__Text section__
******************************
Of course, a lean and healthy lifestyle is best for all pets. But during the holidays, it’s natural to want to include your furry family members in family celebrations, including allowing him to taste certain goodies that are not a part of his normal diet.
No matter how much our pets beg for a bite, anything out of the norm can lead to GI upset. Although people overindulge and just require a nap, your pets pigging out can make for an unhappy, very messy holiday.
Making good choices for your pets and dolling out the goods in moderation will make for a safe and happy celebration for everyone. Here’s what to avoid, as well as some safer options:
- Pork, especially ham, has the highest fat content, so it’s best not to offer it at all. Keep your pets safe by choosing leaner meat treats.
- Dogs love bites of bread, but keep the uncooked yeast rolls out of reach. Alcohol from the fermenting yeast is poisonous and can cause a pet’s stomach to expand and bloat.
- Cooked plain carrots and green beans are excellent low-cal choices.
- Morsels of turkey are a good choice for the beggars under the table but remove the fatty skin.
- Don’t let them chow down on the stuffing. Onions, chives, scallions, and garlic are toxic to dogs and cats.
******************************
__Problem__
Carry on the text about holiday foods and pets from its last sentence. The material after this text is not needed for the work.

__Data__
******************************
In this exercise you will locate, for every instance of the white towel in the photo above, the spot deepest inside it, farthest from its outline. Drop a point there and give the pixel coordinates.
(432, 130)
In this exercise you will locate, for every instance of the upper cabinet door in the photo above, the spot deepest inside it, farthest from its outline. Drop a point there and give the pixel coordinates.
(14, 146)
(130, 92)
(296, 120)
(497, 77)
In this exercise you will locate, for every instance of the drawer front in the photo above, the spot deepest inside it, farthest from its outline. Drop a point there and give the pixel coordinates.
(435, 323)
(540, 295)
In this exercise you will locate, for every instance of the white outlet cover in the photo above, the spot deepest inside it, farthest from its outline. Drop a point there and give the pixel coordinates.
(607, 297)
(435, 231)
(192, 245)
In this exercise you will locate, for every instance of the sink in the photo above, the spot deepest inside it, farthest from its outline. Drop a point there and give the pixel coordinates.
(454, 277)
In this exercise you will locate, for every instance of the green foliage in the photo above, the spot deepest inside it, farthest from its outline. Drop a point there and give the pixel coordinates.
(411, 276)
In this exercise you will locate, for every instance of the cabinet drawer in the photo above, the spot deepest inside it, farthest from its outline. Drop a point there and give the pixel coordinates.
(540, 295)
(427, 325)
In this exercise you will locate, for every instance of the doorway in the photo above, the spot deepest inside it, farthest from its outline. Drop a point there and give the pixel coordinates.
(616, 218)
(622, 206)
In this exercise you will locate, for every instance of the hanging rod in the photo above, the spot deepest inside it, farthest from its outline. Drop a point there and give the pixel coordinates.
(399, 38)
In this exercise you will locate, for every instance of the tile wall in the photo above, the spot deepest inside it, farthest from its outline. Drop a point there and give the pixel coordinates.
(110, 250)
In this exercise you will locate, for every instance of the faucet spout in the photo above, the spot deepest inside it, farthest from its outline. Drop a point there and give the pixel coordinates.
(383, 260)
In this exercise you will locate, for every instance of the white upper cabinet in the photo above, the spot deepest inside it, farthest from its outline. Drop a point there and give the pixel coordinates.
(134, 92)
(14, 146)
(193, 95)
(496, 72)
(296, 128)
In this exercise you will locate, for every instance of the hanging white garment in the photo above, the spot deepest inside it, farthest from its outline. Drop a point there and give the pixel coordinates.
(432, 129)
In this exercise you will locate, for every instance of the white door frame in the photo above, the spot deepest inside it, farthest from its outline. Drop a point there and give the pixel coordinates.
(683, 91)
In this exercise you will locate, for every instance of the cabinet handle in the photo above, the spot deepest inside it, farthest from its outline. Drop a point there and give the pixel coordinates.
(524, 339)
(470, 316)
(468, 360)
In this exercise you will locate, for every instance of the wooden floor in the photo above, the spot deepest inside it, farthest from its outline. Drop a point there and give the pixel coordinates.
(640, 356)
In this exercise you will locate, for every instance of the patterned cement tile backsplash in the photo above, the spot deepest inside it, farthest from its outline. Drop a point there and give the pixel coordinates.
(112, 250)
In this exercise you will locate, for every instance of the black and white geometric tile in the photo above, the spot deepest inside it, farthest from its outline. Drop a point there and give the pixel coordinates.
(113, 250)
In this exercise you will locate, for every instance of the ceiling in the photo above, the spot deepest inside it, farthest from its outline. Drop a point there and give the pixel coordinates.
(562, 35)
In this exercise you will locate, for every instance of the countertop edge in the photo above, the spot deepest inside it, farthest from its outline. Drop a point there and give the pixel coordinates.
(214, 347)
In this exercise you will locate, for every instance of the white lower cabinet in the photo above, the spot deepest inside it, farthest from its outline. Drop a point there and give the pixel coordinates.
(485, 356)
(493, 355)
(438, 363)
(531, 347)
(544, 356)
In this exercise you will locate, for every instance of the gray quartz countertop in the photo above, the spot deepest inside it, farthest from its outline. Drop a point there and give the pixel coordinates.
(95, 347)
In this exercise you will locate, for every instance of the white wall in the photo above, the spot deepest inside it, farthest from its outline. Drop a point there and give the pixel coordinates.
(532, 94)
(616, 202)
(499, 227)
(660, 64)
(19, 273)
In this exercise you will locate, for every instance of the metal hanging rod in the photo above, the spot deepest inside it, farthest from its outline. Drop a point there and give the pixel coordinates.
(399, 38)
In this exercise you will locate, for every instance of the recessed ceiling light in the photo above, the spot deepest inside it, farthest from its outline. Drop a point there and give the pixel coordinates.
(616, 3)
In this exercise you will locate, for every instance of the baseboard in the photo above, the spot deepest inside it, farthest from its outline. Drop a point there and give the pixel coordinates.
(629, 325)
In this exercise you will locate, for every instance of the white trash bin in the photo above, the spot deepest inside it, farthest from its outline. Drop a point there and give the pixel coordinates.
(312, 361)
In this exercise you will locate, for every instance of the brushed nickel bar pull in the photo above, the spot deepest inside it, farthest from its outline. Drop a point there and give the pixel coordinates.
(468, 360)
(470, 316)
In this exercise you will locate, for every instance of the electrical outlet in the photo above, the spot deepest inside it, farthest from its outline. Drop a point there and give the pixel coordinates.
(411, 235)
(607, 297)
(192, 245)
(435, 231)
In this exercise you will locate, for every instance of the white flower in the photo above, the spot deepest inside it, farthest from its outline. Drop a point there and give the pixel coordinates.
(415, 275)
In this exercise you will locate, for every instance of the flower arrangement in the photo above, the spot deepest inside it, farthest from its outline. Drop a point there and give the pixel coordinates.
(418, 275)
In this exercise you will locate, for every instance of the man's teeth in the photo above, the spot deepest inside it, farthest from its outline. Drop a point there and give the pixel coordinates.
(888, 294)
******************************
__Expected answer__
- No bones about it, bones are always bad for lots of reasons. Avoid them completely.
- Mashed potatoes with butter and cream can cause diarrhea, but roasted plain potatoes are good and easy to catch across the room.
- Apples are crunchy and contain good nutrients, but grapes and raisins can lead to kidney failure.
- Chocolate and dessert recipes with Xylitol and nutmeg aren’t a sweet treat for pets, ever.
- Dogs love sweet potatoes (without the butter, cream, and marshmallows) and they support a healthy digestive system thanks to their high dietary fiber content.
Much like people, the key to healthy holiday treats for your pets’ is moderation. Even when you’re offering the healthy goodies on our list, don’t overdo. Too much of any new food can cause severe stomach issues for pets and people!